Given records.
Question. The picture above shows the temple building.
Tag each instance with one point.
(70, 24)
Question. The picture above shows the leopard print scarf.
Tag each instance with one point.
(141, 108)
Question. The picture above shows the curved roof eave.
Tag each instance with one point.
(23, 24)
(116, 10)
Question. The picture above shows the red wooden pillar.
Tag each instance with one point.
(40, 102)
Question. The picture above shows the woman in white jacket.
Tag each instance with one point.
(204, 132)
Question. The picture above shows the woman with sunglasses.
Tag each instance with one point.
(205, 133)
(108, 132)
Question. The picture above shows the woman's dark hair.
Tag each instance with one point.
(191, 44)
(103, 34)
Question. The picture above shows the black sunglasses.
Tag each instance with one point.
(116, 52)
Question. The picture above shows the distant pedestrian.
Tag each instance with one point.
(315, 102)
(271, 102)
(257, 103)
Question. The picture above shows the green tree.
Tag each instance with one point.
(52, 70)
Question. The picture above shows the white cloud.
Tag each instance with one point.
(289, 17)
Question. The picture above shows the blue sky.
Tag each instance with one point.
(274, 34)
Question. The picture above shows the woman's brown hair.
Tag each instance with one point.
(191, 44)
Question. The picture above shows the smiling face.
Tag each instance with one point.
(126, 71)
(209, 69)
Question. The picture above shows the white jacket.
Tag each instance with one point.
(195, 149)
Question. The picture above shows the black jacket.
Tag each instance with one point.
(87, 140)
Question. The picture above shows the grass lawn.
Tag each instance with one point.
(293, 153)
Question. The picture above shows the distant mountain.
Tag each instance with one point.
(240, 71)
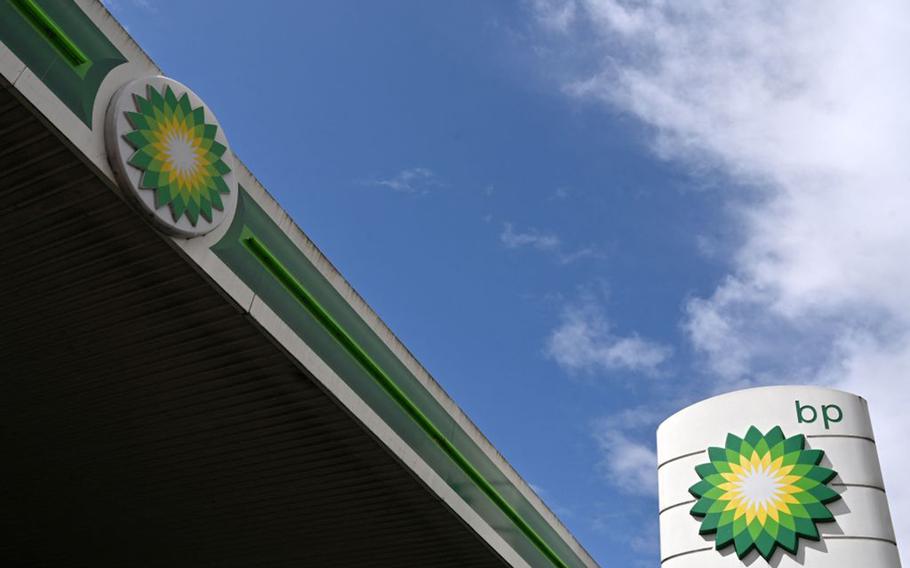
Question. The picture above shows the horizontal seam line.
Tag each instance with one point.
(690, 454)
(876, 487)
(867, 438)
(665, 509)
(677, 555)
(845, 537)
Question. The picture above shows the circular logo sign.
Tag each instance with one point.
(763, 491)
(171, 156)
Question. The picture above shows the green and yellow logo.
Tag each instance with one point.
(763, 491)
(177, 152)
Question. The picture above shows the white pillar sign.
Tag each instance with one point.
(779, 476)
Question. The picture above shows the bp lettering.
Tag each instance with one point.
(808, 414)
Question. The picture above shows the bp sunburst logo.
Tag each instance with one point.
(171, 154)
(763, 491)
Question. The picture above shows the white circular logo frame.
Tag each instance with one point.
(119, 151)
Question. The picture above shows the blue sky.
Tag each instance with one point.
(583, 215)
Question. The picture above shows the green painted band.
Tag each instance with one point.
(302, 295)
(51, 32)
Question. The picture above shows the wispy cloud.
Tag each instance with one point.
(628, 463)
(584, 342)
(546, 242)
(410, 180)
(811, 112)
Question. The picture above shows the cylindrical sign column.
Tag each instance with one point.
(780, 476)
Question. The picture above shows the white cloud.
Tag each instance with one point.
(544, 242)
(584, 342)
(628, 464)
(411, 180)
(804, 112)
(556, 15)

Problem to solve.
The lines to copy exactly start with the line above that has "Question. The picture above shows the woman with" and go on through the line that has "Question. The picture above shows the bp sunburst"; please include both, add nothing else, and omit the pictures.

Answer below.
Question. The picture above shows the woman with sunglasses.
Tag each instance with one point.
(205, 133)
(108, 132)
Question. The picture above shows the woman's dark hair.
Tag each instance with one point.
(191, 44)
(103, 34)
Question. The picture above shows the black sunglasses.
Tag each instance with one point.
(116, 52)
Question. The picture above shows the distant pedestrian.
Tag each instance with one point.
(315, 102)
(271, 102)
(257, 103)
Question. The picture above shows the green tree.
Tag each instance with one point.
(52, 70)
Question. The picture above shows the white cloud.
Tag each instance with one point.
(289, 17)
Question. The picture above shows the blue sky.
Tag each instance with one point.
(274, 34)
Question. The picture above shows the woman's brown hair.
Tag each instance with one point.
(191, 44)
Question. The picture above shows the smiling face.
Tag each instance with one point.
(126, 71)
(209, 69)
Question. The picture above shows the white jacket.
Tag each instance with one point.
(195, 149)
Question. The picture above shows the black jacket.
Tag each instance with one point.
(87, 140)
Question. The picture above shows the grass lawn.
Tag each instance with one point.
(293, 153)
Question. The picture above shows the distant mountain.
Tag each instance with one point.
(240, 71)
Question. The picture above shows the horizontal seam line.
Tag each instance with one point.
(690, 454)
(876, 487)
(867, 438)
(665, 509)
(677, 555)
(845, 537)
Question. The picture above shows the circular logo sign.
Tag each instance with one point.
(763, 491)
(171, 156)
Question. The picture above shows the green and yellow logo.
Tag each instance with one point.
(763, 491)
(177, 152)
Question. The picture above shows the white pillar sign.
Tag each instance with one point.
(779, 476)
Question. The picture above shows the bp lettering.
Tag each instance with one point.
(808, 414)
Question. The picture above shows the bp sunburst logo.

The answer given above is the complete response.